[BEGIN RECORDS FOR THIS EXERCISE]

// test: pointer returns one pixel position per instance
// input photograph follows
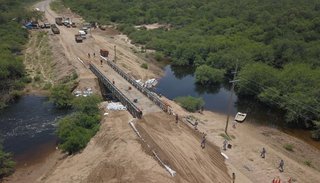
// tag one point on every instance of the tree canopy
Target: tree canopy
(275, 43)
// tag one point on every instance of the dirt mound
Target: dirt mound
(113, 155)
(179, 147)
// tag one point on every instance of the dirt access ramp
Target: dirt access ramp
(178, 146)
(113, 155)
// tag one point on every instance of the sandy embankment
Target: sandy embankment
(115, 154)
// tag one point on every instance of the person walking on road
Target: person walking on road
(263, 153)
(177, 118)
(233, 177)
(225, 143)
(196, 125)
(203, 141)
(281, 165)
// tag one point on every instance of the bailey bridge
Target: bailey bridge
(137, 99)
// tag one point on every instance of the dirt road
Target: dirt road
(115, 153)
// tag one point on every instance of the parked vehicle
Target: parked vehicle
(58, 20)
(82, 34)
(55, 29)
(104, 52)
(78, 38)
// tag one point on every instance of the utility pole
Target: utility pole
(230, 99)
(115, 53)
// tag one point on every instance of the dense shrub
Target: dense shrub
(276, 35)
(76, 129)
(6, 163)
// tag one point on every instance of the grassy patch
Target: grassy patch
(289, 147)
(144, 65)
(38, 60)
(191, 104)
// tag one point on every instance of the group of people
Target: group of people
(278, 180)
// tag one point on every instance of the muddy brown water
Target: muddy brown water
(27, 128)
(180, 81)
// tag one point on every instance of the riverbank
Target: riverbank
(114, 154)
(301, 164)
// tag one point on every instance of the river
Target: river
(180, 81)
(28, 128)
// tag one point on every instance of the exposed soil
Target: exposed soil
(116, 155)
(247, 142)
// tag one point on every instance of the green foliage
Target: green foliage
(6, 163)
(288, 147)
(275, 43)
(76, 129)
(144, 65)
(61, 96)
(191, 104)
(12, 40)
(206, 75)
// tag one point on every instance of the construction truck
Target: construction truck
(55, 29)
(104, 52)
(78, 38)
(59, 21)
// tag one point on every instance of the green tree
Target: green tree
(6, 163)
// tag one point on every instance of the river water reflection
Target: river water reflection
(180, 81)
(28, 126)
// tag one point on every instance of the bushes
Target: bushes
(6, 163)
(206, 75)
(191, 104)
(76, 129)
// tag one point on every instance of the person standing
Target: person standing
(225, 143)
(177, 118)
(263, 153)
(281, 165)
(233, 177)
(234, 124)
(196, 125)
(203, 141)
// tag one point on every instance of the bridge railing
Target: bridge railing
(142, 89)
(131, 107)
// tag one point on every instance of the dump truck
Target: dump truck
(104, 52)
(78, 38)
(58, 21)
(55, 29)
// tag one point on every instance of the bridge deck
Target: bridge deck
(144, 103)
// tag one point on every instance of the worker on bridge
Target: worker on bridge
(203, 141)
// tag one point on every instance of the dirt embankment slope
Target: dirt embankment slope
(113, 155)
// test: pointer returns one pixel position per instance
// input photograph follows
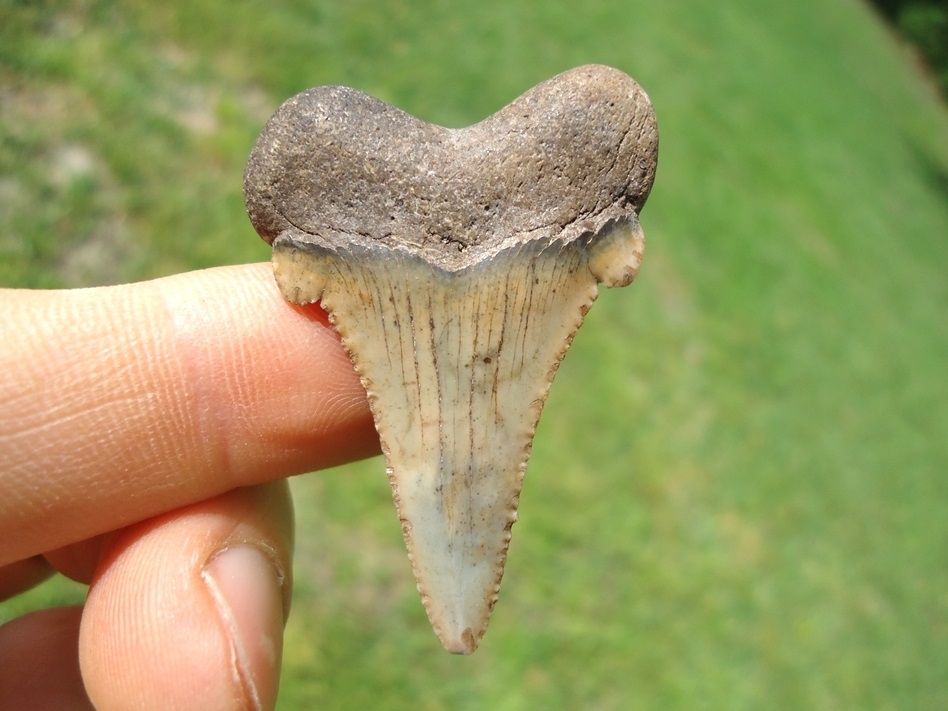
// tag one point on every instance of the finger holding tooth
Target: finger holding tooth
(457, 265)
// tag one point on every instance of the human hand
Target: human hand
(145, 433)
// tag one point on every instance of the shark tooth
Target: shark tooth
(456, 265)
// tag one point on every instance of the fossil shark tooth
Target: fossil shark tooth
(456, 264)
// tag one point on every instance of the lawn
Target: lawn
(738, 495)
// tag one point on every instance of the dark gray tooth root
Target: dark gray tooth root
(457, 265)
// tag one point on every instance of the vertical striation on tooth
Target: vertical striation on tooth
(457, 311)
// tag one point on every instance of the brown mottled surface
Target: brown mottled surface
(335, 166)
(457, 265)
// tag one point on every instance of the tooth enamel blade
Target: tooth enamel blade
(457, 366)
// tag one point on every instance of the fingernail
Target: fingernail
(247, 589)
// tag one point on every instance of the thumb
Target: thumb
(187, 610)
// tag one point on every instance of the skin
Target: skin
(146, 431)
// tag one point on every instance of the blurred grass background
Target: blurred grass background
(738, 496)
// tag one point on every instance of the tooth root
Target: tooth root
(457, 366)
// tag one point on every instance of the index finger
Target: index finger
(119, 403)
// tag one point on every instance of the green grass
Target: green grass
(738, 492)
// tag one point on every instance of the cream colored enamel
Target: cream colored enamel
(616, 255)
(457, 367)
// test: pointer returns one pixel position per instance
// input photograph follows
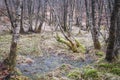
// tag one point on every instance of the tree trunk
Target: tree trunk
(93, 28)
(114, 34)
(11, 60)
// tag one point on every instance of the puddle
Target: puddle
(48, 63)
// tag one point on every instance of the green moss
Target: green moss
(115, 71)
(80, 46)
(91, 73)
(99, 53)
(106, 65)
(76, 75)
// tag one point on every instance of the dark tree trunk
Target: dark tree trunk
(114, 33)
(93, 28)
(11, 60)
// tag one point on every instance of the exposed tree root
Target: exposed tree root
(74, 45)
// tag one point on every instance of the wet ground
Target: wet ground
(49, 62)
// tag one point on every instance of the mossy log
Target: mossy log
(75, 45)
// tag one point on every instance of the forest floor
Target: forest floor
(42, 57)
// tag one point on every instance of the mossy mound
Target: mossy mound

[END RECORDS FOR THIS EXERCISE]

▸ **AIM**
Rewrite every line of the entries above as a numbered list, leaving out any blank lines. Do not include the pictures in your answer.

▸ **OUTPUT OF THE TASK**
1. // test: pointer returns one pixel position per instance
2. // input photograph follows
3. // tag one point on every instance of the tree canopy
4. Target: tree canopy
5. (275, 43)
6. // tag one point on every instance of the dirt mound
7. Target: dirt mound
8. (113, 155)
9. (179, 147)
10. // tag one point on every instance of the dirt access ramp
11. Target: dirt access ramp
12. (178, 146)
13. (113, 155)
14. // tag one point on every instance of the sandy embankment
15. Target: sandy embankment
16. (115, 154)
17. // tag one point on every instance of the person walking on road
18. Target: person walking on road
19. (263, 153)
20. (177, 118)
21. (233, 177)
22. (225, 143)
23. (196, 125)
24. (203, 141)
25. (281, 165)
26. // tag one point on every instance of the bailey bridge
27. Target: bailey bridge
28. (137, 99)
29. // tag one point on every instance of the dirt road
30. Target: dirt road
31. (115, 153)
32. // tag one point on every instance of the parked vehicle
33. Target: parked vehicle
34. (58, 20)
35. (82, 34)
36. (55, 29)
37. (104, 52)
38. (78, 38)
39. // tag one point on every instance of the utility pole
40. Target: utility pole
41. (230, 99)
42. (115, 53)
43. // tag one point on every instance of the dense shrub
44. Target: dense shrub
45. (276, 35)
46. (76, 129)
47. (6, 163)
48. // tag one point on every instance of the grassy patch
49. Target: grassy patch
50. (289, 147)
51. (144, 65)
52. (38, 60)
53. (191, 104)
54. // tag one point on every instance of the group of people
55. Target: group of people
56. (278, 180)
57. // tag one point on every instance of the muddy brown water
58. Target: muddy brown water
59. (27, 128)
60. (180, 81)
61. // tag one point on every instance of the riverbank
62. Target: riverbank
63. (114, 154)
64. (301, 164)
65. // tag one point on every instance of the river
66. Target: river
67. (180, 81)
68. (28, 128)
69. // tag one point on every instance of the exposed soil
70. Target: exposed soil
71. (116, 155)
72. (247, 142)
73. // tag one point on every instance of the green foliage
74. Target: green foliage
75. (6, 163)
76. (288, 147)
77. (275, 43)
78. (76, 129)
79. (144, 65)
80. (61, 96)
81. (191, 104)
82. (12, 40)
83. (206, 75)
84. // tag one point on every instance of the construction truck
85. Target: construction truck
86. (55, 29)
87. (104, 52)
88. (78, 38)
89. (59, 21)
90. // tag one point on every instance of the green tree
91. Target: green tree
92. (6, 163)
93. // tag one point on every instance of the river water reflection
94. Target: river water reflection
95. (180, 81)
96. (28, 126)
97. // tag one point on every instance of the bushes
98. Target: bushes
99. (6, 163)
100. (206, 75)
101. (191, 104)
102. (76, 129)
103. // tag one point on every instance of the person standing
104. Target: person standing
105. (225, 143)
106. (177, 118)
107. (263, 153)
108. (281, 165)
109. (233, 177)
110. (234, 124)
111. (196, 125)
112. (203, 141)
113. // tag one point on every instance of the bridge railing
114. Target: bridge railing
115. (142, 89)
116. (131, 107)
117. // tag one point on every instance of the dump truck
118. Target: dump truck
119. (104, 52)
120. (78, 38)
121. (58, 21)
122. (55, 29)
123. // tag one point on every instance of the bridge deck
124. Target: bridge deck
125. (144, 103)
126. // tag one point on every instance of the worker on bridge
127. Target: worker on bridge
128. (203, 141)
129. // tag one point on every instance of the dirt embankment slope
130. Target: dirt embankment slope
131. (113, 155)
132. // test: pointer returns one pixel position per instance
133. // input photograph follows
134. // tag one point on every instance of the finger holding tooth
135. Target: finger holding tooth
136. (457, 265)
137. // tag one point on every instance of the human hand
138. Target: human hand
139. (145, 433)
140. // tag one point on every instance of the shark tooth
141. Target: shark tooth
142. (456, 265)
143. // tag one point on every instance of the fossil shark tooth
144. Target: fossil shark tooth
145. (456, 264)
146. // tag one point on every instance of the lawn
147. Target: lawn
148. (738, 495)
149. // tag one point on every instance of the dark gray tooth root
150. Target: dark gray tooth root
151. (457, 265)
152. // tag one point on every instance of the vertical striation on tooth
153. Target: vertical striation on tooth
154. (457, 311)
155. // tag one point on every instance of the brown mottled surface
156. Target: brown mottled surface
157. (335, 166)
158. (457, 265)
159. // tag one point on every instance of the tooth enamel blade
160. Target: tooth enamel blade
161. (457, 366)
162. // tag one point on every instance of the fingernail
163. Target: fingernail
164. (247, 589)
165. // tag one point on every instance of the thumb
166. Target: thumb
167. (187, 610)
168. // tag one point on every instance of the skin
169. Target: skin
170. (146, 431)
171. // tag one point on every instance of the blurred grass background
172. Target: blurred grass background
173. (738, 496)
174. // tag one point on every instance of the tooth root
175. Target: tooth root
176. (457, 366)
177. // tag one point on every instance of the index finger
178. Target: index finger
179. (119, 403)
180. // tag one point on every instance of the green grass
181. Target: green grass
182. (738, 492)
183. // tag one point on every instance of the cream colored enamel
184. Target: cream colored enamel
185. (616, 255)
186. (457, 367)
187. // test: pointer returns one pixel position per instance
188. // input photograph follows
189. // tag one point on every instance of the tree trunk
190. Target: tree trunk
191. (93, 28)
192. (114, 34)
193. (11, 60)
194. // tag one point on every instance of the puddle
195. Target: puddle
196. (48, 63)
197. // tag one point on every instance of the green moss
198. Target: green moss
199. (115, 71)
200. (80, 46)
201. (91, 73)
202. (99, 53)
203. (106, 65)
204. (76, 75)
205. // tag one point on every instance of the dark tree trunk
206. Target: dark tree trunk
207. (114, 33)
208. (93, 28)
209. (11, 60)
210. // tag one point on every instance of the exposed tree root
211. Target: exposed tree root
212. (74, 45)
213. // tag one point on every instance of the wet ground
214. Target: wet ground
215. (49, 62)
216. // tag one point on every instance of the mossy log
217. Target: mossy log
218. (75, 45)
219. // tag one point on every instance of the forest floor
220. Target: forest floor
221. (42, 57)
222. // tag one point on every instance of the mossy mound
223. Target: mossy mound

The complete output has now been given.